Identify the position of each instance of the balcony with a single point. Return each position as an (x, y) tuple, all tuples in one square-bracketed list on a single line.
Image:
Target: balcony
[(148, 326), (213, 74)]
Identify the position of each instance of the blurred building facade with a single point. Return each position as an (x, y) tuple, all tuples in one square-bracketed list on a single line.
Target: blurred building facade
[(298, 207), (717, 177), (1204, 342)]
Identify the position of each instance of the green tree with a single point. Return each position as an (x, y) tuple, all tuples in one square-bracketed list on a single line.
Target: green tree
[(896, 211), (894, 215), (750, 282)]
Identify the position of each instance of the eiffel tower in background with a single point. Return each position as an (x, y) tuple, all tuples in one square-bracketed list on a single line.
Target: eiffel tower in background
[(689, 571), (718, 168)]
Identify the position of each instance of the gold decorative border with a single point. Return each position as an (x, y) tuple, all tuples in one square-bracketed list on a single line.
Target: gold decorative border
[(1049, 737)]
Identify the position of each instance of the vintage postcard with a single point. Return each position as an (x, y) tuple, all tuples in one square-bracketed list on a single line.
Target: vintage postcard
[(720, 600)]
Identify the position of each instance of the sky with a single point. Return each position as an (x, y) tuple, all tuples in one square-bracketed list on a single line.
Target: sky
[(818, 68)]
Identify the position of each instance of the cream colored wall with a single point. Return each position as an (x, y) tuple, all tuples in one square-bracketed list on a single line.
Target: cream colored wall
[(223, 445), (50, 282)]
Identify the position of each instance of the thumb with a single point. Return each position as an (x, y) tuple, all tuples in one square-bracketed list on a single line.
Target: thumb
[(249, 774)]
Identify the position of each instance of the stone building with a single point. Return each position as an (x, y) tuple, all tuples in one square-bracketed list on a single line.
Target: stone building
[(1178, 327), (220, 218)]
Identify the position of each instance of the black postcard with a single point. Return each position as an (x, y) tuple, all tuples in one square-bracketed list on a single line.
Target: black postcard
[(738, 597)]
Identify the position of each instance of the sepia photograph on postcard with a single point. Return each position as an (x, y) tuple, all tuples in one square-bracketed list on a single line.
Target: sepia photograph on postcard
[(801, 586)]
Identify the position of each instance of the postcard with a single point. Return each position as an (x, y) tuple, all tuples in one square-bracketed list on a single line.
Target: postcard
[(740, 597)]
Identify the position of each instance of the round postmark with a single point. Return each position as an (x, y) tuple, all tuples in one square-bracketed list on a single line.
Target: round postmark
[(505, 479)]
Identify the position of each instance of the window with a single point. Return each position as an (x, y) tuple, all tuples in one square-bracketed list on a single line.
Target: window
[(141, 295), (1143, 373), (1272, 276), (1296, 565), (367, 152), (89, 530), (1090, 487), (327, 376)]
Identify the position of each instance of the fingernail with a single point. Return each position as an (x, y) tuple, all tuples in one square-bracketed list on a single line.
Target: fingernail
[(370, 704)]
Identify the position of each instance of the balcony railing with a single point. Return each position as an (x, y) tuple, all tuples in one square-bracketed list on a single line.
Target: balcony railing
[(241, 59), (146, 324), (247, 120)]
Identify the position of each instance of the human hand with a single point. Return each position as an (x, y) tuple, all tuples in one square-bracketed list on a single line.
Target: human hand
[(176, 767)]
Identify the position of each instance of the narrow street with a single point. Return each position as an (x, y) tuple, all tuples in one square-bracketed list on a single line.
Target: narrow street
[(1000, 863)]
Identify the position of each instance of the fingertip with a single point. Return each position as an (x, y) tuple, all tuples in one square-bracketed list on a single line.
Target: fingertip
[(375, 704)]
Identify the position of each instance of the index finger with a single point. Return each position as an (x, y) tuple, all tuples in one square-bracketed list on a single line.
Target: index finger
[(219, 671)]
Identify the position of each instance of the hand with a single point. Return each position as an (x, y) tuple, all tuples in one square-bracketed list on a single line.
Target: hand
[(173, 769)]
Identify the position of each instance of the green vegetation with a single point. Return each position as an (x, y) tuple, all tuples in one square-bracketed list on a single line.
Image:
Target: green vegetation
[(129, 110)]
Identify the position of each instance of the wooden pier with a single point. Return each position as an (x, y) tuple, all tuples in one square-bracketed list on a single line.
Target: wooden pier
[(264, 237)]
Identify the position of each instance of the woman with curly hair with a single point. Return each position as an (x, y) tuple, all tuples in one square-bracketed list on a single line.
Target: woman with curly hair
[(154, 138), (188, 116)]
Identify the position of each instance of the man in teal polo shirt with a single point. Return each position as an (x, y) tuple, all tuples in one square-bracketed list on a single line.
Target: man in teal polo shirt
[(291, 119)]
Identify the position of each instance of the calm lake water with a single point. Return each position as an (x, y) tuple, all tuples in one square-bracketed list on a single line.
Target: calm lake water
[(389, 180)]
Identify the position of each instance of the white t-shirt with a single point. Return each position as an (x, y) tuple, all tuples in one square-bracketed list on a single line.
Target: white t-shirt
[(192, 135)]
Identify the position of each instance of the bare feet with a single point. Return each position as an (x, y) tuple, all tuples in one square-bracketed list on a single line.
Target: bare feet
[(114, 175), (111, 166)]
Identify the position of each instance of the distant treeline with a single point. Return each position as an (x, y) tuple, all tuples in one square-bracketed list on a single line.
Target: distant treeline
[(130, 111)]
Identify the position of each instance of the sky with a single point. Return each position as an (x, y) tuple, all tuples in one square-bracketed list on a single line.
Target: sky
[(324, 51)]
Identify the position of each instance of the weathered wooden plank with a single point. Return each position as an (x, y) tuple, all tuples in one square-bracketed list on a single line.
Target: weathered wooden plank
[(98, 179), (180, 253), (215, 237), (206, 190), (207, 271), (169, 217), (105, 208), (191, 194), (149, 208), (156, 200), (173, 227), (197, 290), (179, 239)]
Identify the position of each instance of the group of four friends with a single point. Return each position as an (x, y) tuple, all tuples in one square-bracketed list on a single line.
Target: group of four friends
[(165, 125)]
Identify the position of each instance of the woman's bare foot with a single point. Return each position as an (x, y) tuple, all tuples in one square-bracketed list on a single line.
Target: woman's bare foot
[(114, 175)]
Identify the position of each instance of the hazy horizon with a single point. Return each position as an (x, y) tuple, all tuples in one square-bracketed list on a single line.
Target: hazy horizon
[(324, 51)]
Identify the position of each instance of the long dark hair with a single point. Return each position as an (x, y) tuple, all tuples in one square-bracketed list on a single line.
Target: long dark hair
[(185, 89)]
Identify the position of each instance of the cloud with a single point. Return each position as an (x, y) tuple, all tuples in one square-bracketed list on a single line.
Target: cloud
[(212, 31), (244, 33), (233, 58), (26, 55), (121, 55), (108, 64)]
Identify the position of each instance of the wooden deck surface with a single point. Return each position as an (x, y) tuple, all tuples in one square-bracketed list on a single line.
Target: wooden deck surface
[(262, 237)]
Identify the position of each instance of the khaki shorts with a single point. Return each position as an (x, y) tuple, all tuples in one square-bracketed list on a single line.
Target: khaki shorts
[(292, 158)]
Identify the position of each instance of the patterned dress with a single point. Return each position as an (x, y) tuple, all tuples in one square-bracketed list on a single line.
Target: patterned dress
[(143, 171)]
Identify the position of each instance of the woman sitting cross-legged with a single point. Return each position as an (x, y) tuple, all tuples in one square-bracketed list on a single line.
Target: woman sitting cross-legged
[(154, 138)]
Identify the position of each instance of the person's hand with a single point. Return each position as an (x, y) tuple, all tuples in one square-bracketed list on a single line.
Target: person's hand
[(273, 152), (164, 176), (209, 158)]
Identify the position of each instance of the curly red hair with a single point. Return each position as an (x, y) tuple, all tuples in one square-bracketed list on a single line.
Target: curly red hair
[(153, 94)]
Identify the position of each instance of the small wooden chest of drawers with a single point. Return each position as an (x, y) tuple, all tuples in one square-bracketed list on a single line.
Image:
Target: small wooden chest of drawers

◆ ◆ ◆

To be done:
Could you copy all of the lines above, word for word, without changing anything?

Written response:
Identify the position of each instance of the balcony with a single point. Return each position as an (x, y) tuple, all tuples in one square-bracketed list on a single line.
Image:
Target: balcony
[(148, 326), (213, 74)]
Identify the position of each instance of the blurred building facade with a single point. Return each position as an (x, y) tuple, all tuples in one square-bracketed list on a single line.
Target: blurred building facade
[(298, 207), (717, 177), (1204, 342)]
Identify the position of each instance of the green tree with a single point. Return each position as an (x, y) tuple, all tuples in one square-bracketed list on a single line.
Target: green tree
[(896, 211), (894, 215), (750, 282)]
Identify the position of each instance of the eiffel tower in background with a single point. Return each position as an (x, y) tuple, all tuples in one square-bracketed list on a single line.
Target: eiffel tower in background
[(689, 571), (718, 168)]
Identify the position of each instance of the gold decorative border with a single point. Return each position as an (x, y) tuple, all tuples in one square-bracketed list on a single line.
Target: gold decorative border
[(1049, 737)]
Identify the position of each instance of the vintage postcard with a single point. Return each position as an (x, y) tuple, all tuples in one square-bracketed list on a single line.
Target: vintage postcard
[(720, 600)]
Identify the position of each instance of the sky with a single point. Return each position as an (x, y) tuple, all tuples in one square-bracketed list on a single line.
Target: sky
[(818, 68)]
Identify the position of each instance of the cream colored wall with a single point. Return each position as an (x, y) tuple, all tuples in one square-bracketed list on a single line.
Target: cream colored wall
[(223, 445), (50, 282)]
Identify the position of each instance of the thumb with a single point. Return each position as an (x, y) tuple, all tuples in one square-bracketed list on a single line.
Target: thumb
[(249, 774)]
Identify the position of each instance of the stone building with a single point. Return each position as an (x, y) tuple, all tuples in one square-bracketed list on a single line.
Target: stone building
[(1178, 327), (220, 218)]
Identify the position of each instance of the black postcard with a single point. Return each position as an (x, y) tuple, all tuples in one square-bracketed list on a single line.
Target: black postcard
[(738, 597)]
Identify the position of each instance of the sepia photograph on postcard with a single point. Return each position as an (x, y) tuple, all tuples in one square-bracketed list on a single line.
Target: sepia photograph on postcard
[(801, 586)]
Identify the position of each instance of the postcard with a single point. Return each position as an (x, y) tuple, all tuples in one square-bracketed list on a single line.
Target: postcard
[(740, 597)]
Identify the position of each instance of the round postmark with a single point. Return each position as an (x, y) tuple, all tuples in one square-bracketed list on a single line.
Target: round postmark
[(505, 479)]
Identify the position of each instance of the window with a single point. Return each position as an (x, y) tuple, all tuples in one square-bracketed list on a single line.
Target: window
[(141, 295), (1143, 373), (1272, 276), (1296, 565), (367, 152), (89, 530), (1090, 487), (327, 376)]
Identify the position of each instance of the fingernail with a single point. Return each position as an (x, y) tuple, all tuples in one square-bracketed list on a single line.
Target: fingernail
[(370, 704)]
Identify the position of each instance of the balcony railing with a single point. Return each position as an (x, y) tuple, all tuples in one square-bracketed list on a single line.
Target: balcony railing
[(241, 59), (146, 324), (247, 120)]
Identify the position of each instance of the human hand with a single point. Return each position as an (x, y) tuple, all tuples in one square-bracketed list on a single line.
Target: human hand
[(176, 767)]
Identify the position of each instance of the narrow street with a single point. Return each position as an (x, y) tuple, all tuples in one square-bracketed list on a single line.
Target: narrow street
[(1000, 863)]
Identify the position of each instance of the fingertip with a single point. Return each position as an (x, y) tuple, all tuples in one square-bracketed list on a single line.
Target: fingertip
[(375, 704)]
Identify the position of each instance of the index finger with a single point. Return each position as an (x, y) tuple, all tuples in one square-bracketed list on a single line.
Target: index finger
[(219, 671)]
Identify the position of each instance of the hand with a single point. Return each position as an (x, y) tuple, all tuples in one square-bracketed list on a single line.
Target: hand
[(173, 769)]
Identify the position of each instance of the green vegetation with a single point. Return each position as an (x, y) tuple, all tuples in one square-bracketed list on a single line.
Image:
Target: green vegetation
[(129, 110)]
Identify the position of each instance of the wooden pier with a single point. Return each position as an (x, y) tuple, all tuples in one square-bracketed list on a single line.
Target: wooden pier
[(264, 237)]
Identify the position of each instance of the woman with curly hair with a single point. Return each position as an (x, y) tuple, all tuples in one square-bracketed list on a single line.
Target: woman with curly hair
[(154, 138), (188, 116)]
Identify the position of each instance of the man in teal polo shirt with a single point. Return each position as an (x, y) tuple, all tuples in one square-bracketed list on a single line.
Target: man in teal polo shirt
[(291, 119)]
Identify the position of each instance of the calm lake water with a single point. Return each position as an (x, y) tuple, all tuples in one square-bracketed list on a single line.
Target: calm lake water
[(389, 180)]
Identify the position of each instance of the white t-shirt with a single point. Return each position as an (x, y) tuple, all tuples in one square-bracketed list on a single line.
Target: white t-shirt
[(192, 135)]
Identify the position of each instance of the bare feet with a single point. Return each position as an (x, y) tuple, all tuples in one square-bracketed list on a single line.
Target: bare feet
[(114, 175), (111, 166)]
Identify the position of each instance of the distant treeline with a single point. Return each position as an (x, y) tuple, all tuples in one square-bracketed list on a single line.
Target: distant treeline
[(130, 111)]
Identify the position of each instance of the sky with a single point. Return each position as an (x, y) tuple, all tuples in one square-bracketed list on a single line.
Target: sky
[(324, 51)]
Identify the position of each instance of the weathered wooden plank with a single point. Return each position as an (x, y) tuple, all tuples in one square-bracketed list on a single line.
Target: weathered wooden plank
[(98, 179), (180, 253), (215, 237), (206, 190), (207, 271), (169, 217), (105, 208), (191, 194), (149, 208), (156, 200), (173, 227), (197, 290), (179, 239)]
Identify the position of each instance of the group of four friends with a single point. Return each position as an (x, y) tuple, all tuples in one square-bracketed list on a single line.
Target: group of four friends
[(165, 125)]
Identify the position of each instance of the woman's bare foot with a single point. Return each position as an (x, y) tuple, all tuples in one square-bracketed list on a single line.
Target: woman's bare foot
[(114, 175)]
Identify the position of each instance of the hazy horizon with a single point. Return each position as an (x, y) tuple, all tuples in one square-bracketed list on a single line.
Target: hazy horizon
[(324, 51)]
Identify the position of each instance of the long dark hair with a single point. Return each position as an (x, y) tuple, all tuples in one square-bracketed list on a single line.
Target: long dark hair
[(185, 89)]
Identify the position of each instance of the cloud with a single point. Return each position as an (x, y) tuple, all tuples in one square-bracketed list on a single line.
Target: cloud
[(212, 31), (244, 33), (233, 58), (26, 55), (121, 55), (108, 64)]
Identify the position of each instance of the wooden deck surface with a single point. Return each position as an (x, y) tuple, all tuples in one square-bracketed list on a single line.
Target: wooden deck surface
[(262, 237)]
Identify the position of each instance of the khaki shorts with a single point. Return each position as an (x, y) tuple, all tuples in one square-bracketed list on a single line.
Target: khaki shorts
[(292, 158)]
Identify the position of each instance of the patterned dress with a single point. Return each position as an (x, y) tuple, all tuples in one square-bracketed list on a single line.
Target: patterned dress
[(143, 171)]
Identify the position of each instance of the woman sitting cross-legged with a single point. Return each position as an (x, y) tuple, all tuples in one square-bracketed list on a single line.
Target: woman sitting cross-legged
[(154, 138)]
Identify the position of each instance of the person's hand with a single point. Return each position as an (x, y) tuple, all tuples in one square-bracketed list on a single line.
Target: person's hand
[(273, 152), (164, 176), (209, 158)]
Identify the position of each instance of the curly red hair with a single point. Return each position as an (x, y) tuple, all tuples in one square-bracketed list on a single line.
Target: curly red hair
[(153, 94)]
Identify the position of each instance of the small wooden chest of drawers with a single point. Return each position as an (x, y) tuple, all tuples in one square-bracketed list on a single line.
Image:
Target: small wooden chest of drawers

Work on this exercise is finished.